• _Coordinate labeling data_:
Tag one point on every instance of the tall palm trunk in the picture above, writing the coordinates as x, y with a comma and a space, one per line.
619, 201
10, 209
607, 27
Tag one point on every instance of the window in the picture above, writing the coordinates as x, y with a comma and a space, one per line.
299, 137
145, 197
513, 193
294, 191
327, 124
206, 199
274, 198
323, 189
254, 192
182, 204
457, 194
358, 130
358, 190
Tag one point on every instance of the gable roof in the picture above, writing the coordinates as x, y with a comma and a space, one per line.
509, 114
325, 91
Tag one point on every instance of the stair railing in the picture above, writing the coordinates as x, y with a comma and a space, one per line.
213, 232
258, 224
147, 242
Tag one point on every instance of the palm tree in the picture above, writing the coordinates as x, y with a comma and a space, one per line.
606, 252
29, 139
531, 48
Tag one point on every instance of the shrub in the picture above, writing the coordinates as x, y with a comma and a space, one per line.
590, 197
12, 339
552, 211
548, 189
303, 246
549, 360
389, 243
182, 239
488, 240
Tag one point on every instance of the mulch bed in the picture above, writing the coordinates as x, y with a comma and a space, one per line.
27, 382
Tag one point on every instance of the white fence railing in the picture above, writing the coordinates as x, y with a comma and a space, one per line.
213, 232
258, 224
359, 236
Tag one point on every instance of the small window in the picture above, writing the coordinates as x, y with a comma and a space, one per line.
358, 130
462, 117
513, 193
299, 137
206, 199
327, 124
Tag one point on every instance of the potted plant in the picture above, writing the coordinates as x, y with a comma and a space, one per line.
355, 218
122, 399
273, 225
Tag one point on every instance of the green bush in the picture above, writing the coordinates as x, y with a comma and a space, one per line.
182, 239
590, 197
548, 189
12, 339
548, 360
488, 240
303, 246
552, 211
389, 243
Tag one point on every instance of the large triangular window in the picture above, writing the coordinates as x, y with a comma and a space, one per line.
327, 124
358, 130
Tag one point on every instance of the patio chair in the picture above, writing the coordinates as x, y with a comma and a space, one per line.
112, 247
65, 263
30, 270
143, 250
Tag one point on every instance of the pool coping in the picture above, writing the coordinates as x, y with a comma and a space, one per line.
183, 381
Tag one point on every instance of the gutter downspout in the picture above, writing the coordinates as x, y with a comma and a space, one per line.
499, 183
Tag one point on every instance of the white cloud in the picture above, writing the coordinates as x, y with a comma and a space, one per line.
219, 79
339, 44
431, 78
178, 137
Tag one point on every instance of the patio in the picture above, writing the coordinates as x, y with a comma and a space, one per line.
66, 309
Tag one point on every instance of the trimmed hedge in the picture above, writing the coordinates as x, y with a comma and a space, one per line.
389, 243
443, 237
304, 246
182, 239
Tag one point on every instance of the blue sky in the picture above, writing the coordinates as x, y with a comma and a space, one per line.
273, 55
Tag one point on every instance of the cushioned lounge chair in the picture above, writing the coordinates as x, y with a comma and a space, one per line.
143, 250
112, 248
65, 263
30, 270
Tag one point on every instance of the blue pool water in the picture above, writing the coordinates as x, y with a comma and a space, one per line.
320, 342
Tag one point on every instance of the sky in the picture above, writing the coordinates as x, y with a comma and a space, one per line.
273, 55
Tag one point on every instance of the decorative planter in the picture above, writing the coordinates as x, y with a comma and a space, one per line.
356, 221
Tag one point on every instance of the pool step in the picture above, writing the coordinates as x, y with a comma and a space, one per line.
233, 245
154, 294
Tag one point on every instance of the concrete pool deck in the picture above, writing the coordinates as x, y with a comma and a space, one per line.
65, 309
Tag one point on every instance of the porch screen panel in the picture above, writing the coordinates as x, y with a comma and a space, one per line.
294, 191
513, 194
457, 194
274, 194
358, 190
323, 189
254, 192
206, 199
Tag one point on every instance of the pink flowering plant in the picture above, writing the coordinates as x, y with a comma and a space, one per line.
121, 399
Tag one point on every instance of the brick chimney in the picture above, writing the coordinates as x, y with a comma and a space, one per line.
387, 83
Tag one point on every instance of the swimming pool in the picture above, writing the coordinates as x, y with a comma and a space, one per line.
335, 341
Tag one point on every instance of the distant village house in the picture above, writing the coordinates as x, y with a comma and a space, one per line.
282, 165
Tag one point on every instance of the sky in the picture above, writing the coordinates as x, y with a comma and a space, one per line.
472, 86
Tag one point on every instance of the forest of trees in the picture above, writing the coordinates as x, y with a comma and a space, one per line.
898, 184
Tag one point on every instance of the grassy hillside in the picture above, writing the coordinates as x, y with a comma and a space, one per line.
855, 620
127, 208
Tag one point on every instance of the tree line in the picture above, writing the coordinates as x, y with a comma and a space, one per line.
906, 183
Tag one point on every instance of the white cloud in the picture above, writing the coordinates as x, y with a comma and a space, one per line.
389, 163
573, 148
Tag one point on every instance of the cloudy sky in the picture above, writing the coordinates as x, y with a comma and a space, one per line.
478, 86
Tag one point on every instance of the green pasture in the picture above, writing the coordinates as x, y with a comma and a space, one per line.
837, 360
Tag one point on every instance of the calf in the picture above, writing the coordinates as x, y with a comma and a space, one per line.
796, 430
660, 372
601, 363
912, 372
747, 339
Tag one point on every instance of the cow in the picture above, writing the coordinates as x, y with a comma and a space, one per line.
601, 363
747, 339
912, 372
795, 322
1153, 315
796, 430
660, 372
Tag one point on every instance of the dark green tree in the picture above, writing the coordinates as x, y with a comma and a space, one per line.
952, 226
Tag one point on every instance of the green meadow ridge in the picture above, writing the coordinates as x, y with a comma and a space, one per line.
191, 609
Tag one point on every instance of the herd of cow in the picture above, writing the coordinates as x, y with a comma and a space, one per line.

• _Short problem_: Convert every line of the rows above into a JSON list of strings, with one string per line and blank lines omitted.

• _Response to the task_:
[
  "Tag one point on every instance of the tall palm trunk in the picture above, writing the coordinates as x, y with a comma and a space, one per line.",
  "619, 201",
  "10, 209",
  "607, 27",
  "Tag one point on every instance of the window in the picture above, writing the coordinates as x, y with a comma and a space, one per line.",
  "299, 137",
  "145, 197",
  "513, 193",
  "294, 191",
  "327, 124",
  "206, 199",
  "274, 198",
  "323, 189",
  "254, 192",
  "182, 204",
  "457, 194",
  "358, 130",
  "358, 190",
  "Tag one point on every instance of the gable roof in the picture above, writing the coordinates as x, y with a comma and a space, one per line.",
  "509, 114",
  "325, 91",
  "Tag one point on every instance of the stair railing in the picture above, writing the coordinates as x, y with a comma and a space, one per line.",
  "213, 232",
  "258, 224",
  "147, 242",
  "Tag one point on every instance of the palm tree in the picture above, writing the coordinates as x, y with a comma and a space, one per line.",
  "606, 252",
  "29, 139",
  "531, 48",
  "Tag one point on every instance of the shrub in the picture above, writing the coordinates as x, y with a comma and a space, one per line.",
  "590, 197",
  "12, 339",
  "552, 211",
  "548, 189",
  "303, 246",
  "549, 360",
  "389, 243",
  "182, 239",
  "488, 240",
  "Tag one point on every instance of the mulch bed in the picture above, writing the coordinates as x, y with a comma and a space, one per line.",
  "27, 382",
  "Tag one point on every instance of the white fence railing in the picture above, writing the coordinates as x, y with a comma and a space, one per line.",
  "213, 232",
  "258, 224",
  "359, 236",
  "Tag one point on every instance of the small window in the picture above, writing the coordinates as x, y with a comma and a space, one per line.",
  "358, 130",
  "462, 117",
  "513, 193",
  "299, 137",
  "206, 199",
  "327, 124",
  "Tag one point on every instance of the potted plant in the picture above, writing the coordinates as x, y with a comma and a space, one per line.",
  "355, 218",
  "122, 399",
  "273, 225",
  "Tag one point on every instance of the green bush in the picture above, writing the coordinates as x, y with a comma and a space, one per line.",
  "182, 239",
  "590, 197",
  "548, 189",
  "12, 339",
  "548, 360",
  "488, 240",
  "303, 246",
  "552, 211",
  "389, 243",
  "Tag one point on every instance of the large triangular window in the picture above, writing the coordinates as x, y with a comma and a space, one per line.",
  "327, 124",
  "358, 130",
  "Tag one point on every instance of the patio chair in the picture above, writing the coordinates as x, y with a comma and a space, one per line.",
  "112, 247",
  "65, 263",
  "30, 270",
  "143, 250",
  "Tag one point on every instance of the pool coping in the picture above, writing the coordinates as x, y with a comma and a space, one per line.",
  "183, 381",
  "Tag one point on every instance of the gutter downspout in the picture above, writing the coordinates as x, y with a comma and a space, one per line.",
  "499, 183",
  "Tag one point on every instance of the white cloud in the picture above, writing the coordinates as x, y with a comma and a space, one per line.",
  "219, 79",
  "339, 44",
  "431, 78",
  "178, 137",
  "Tag one point on every instance of the patio in the picture above, writing the coordinates as x, y with a comma and a space, one per line.",
  "66, 309",
  "Tag one point on every instance of the trimmed hedge in the picture above, writing the coordinates as x, y with a comma and a space, one per line.",
  "389, 243",
  "443, 237",
  "304, 246",
  "182, 239",
  "Tag one point on every instance of the blue sky in the picture above, writing the coordinates as x, y with a comma and a space, one per line.",
  "273, 55",
  "Tag one point on every instance of the cushioned lounge chair in the picture above, writing the coordinates as x, y with a comma and a space, one per line.",
  "143, 250",
  "112, 248",
  "65, 263",
  "30, 270",
  "Tag one point on every instance of the blue pool water in the picture above, writing the coordinates as x, y with a comma and a space, one per line.",
  "320, 342",
  "Tag one point on every instance of the sky in the picture above, writing the coordinates as x, y with a comma and a space, one per line.",
  "273, 55",
  "Tag one point on every instance of the decorative planter in the picture above, writing the coordinates as x, y with a comma and a space, one per line.",
  "356, 221",
  "Tag one point on every instance of the pool step in the picture above, writing the coordinates as x, y with a comma and a space, one per line.",
  "233, 245",
  "154, 294",
  "Tag one point on every instance of the concrete pool deck in the picture above, writing the coordinates as x, y with a comma and a space, one per line.",
  "65, 309",
  "Tag one point on every instance of the porch screen panel in the picture above, writing the coordinates as x, y with a comma and a space, one per line.",
  "294, 191",
  "513, 194",
  "457, 194",
  "274, 194",
  "358, 190",
  "323, 189",
  "254, 192",
  "206, 199",
  "Tag one point on every instance of the pink flowering plant in the picture above, writing the coordinates as x, y with a comma and a space, one per line.",
  "121, 399",
  "Tag one point on every instance of the brick chimney in the picture above, writing the coordinates as x, y with a comma and a space, one per line.",
  "387, 83",
  "Tag one point on every instance of the swimming pool in the picture above, writing the coordinates as x, y with a comma and a space, one per line.",
  "335, 341",
  "Tag one point on every instance of the distant village house in the picture above, writing the coordinates as x, y with a comma and a space, one per line.",
  "282, 165",
  "Tag one point on every instance of the sky in the picture above, writing the coordinates as x, y with a comma and a space, one per line.",
  "472, 86",
  "Tag one point on every instance of the forest of trees in the picture above, writing the coordinates as x, y with a comma and a space, one per line.",
  "898, 184",
  "Tag one point on every instance of the grassy hillside in the picture above, writing the coordinates as x, y with a comma and a space, one per line.",
  "855, 620",
  "127, 208",
  "Tag one point on every instance of the tree line in the picture above, writing the coordinates as x, y with a comma and a space, one per line.",
  "906, 183",
  "Tag one point on every instance of the white cloud in the picture above, writing the coordinates as x, y with a comma and a space, one per line.",
  "389, 163",
  "573, 148",
  "Tag one point on every instance of the cloudy sky in the picture above, writing the coordinates as x, y with a comma and a space, one per line.",
  "478, 86",
  "Tag one point on every instance of the green pasture in the picture above, writing the coordinates as x, y with a comma and a space, one per line.",
  "837, 360",
  "Tag one point on every instance of the calf in the picture above, writing the coordinates as x, y with a comma and a space, one per line.",
  "796, 430",
  "660, 372",
  "601, 363",
  "912, 372",
  "747, 339",
  "Tag one point on every instance of the cow in the picture above, writing the coordinates as x, y with a comma and a space, one per line.",
  "601, 363",
  "747, 339",
  "912, 372",
  "795, 322",
  "1153, 315",
  "796, 430",
  "660, 372",
  "Tag one point on every instance of the dark green tree in the picture above, writing the coordinates as x, y with a comma and a space, one per line.",
  "952, 226",
  "Tag one point on every instance of the green meadow ridge in the picture above, writing the coordinates as x, y with a comma and a space, one per line.",
  "191, 609",
  "Tag one point on every instance of the herd of cow in the picture above, writing the coordinates as x, y with a comma and a space, one per line."
]